Find every line in the data below that contains the word "light", and copy each of those lines. Case counts.

** Begin Material for the task **

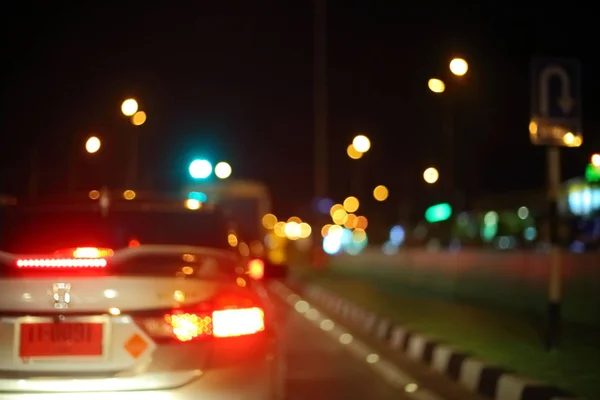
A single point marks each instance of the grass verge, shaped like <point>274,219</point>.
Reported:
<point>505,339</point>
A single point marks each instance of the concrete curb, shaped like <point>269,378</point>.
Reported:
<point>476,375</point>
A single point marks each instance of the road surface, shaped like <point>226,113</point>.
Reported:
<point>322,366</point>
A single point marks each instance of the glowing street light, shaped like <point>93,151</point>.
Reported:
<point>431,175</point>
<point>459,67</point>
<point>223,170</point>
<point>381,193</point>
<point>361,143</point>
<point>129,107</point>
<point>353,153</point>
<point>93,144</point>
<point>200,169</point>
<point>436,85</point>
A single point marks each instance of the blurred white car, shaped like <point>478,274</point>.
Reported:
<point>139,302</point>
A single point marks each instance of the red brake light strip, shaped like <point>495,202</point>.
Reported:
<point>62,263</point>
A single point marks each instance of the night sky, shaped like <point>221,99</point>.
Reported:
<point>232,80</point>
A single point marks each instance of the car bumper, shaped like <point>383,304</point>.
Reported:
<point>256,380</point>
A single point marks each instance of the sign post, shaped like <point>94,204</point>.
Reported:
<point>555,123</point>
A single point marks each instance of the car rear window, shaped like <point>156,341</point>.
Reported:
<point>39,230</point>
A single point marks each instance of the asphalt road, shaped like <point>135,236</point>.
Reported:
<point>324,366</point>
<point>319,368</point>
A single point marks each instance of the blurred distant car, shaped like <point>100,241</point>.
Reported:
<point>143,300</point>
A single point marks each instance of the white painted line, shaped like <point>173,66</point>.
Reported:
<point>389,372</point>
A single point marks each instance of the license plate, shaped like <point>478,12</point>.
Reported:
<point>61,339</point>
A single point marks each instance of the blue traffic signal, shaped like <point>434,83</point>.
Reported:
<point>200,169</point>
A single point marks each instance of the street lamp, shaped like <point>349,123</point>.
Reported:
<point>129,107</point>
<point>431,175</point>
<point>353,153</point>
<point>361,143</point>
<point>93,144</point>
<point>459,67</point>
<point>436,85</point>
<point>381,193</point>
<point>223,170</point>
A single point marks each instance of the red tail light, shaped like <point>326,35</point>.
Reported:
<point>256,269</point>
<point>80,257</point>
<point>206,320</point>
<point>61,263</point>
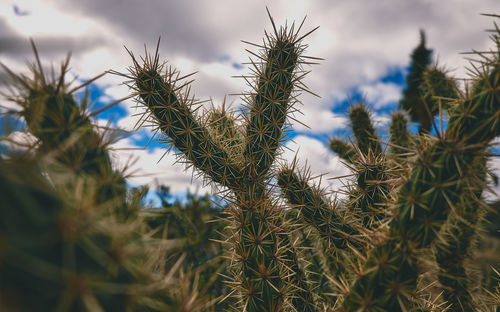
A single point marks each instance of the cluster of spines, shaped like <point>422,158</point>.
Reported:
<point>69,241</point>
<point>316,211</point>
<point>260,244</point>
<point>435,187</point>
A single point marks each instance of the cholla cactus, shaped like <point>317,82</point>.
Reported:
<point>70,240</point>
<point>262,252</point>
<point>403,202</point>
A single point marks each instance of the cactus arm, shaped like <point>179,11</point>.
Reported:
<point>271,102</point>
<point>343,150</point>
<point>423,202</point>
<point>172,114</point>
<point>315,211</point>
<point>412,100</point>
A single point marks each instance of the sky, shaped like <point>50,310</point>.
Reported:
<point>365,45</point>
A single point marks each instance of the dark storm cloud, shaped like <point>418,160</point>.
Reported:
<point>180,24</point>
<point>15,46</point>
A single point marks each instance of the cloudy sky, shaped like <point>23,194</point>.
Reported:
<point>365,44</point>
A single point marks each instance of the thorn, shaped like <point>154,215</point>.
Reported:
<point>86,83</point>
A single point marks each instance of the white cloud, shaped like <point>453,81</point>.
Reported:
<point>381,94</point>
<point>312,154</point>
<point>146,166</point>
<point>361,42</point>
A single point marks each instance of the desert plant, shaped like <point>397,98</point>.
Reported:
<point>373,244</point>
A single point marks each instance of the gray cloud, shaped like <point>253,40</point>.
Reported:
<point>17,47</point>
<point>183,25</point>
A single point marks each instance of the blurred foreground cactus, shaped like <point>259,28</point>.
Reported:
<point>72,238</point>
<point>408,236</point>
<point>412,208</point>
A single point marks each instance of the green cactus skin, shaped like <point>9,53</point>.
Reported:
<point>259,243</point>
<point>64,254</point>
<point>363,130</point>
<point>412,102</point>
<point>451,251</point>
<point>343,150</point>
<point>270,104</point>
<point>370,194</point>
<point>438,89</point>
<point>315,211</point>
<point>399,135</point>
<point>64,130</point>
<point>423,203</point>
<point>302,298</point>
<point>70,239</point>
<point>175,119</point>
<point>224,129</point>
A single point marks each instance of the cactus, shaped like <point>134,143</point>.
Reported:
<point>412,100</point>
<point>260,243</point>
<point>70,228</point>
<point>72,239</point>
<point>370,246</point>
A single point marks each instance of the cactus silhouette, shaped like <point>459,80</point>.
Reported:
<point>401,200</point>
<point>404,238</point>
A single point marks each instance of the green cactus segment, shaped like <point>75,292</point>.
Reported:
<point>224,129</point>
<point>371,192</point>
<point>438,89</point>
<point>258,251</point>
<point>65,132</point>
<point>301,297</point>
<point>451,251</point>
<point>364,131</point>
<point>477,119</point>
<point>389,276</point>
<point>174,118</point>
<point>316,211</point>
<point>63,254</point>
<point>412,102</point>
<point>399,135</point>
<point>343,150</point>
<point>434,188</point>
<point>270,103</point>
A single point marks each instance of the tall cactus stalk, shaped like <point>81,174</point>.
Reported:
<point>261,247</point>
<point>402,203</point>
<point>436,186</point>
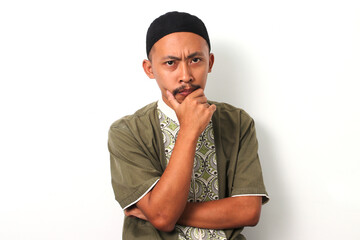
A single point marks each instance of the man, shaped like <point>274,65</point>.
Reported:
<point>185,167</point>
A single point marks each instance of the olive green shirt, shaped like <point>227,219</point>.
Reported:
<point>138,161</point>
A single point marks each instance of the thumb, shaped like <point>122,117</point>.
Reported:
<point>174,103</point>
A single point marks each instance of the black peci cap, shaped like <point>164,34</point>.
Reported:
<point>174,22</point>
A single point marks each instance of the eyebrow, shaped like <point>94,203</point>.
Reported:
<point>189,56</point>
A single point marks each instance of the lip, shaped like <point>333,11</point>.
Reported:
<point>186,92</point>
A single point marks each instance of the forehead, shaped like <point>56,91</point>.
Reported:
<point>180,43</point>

** End Material for the task **
** Begin Material for the task **

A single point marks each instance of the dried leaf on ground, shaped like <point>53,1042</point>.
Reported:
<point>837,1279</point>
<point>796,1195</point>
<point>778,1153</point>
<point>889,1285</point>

** End Material for the task **

# Answer below
A single point marks each instance of the glowing street light, shaped like <point>93,151</point>.
A single point marks each instance of the red brake light strip, shaped like <point>495,202</point>.
A single point marks each instance of the red tail light, shaped like <point>326,35</point>.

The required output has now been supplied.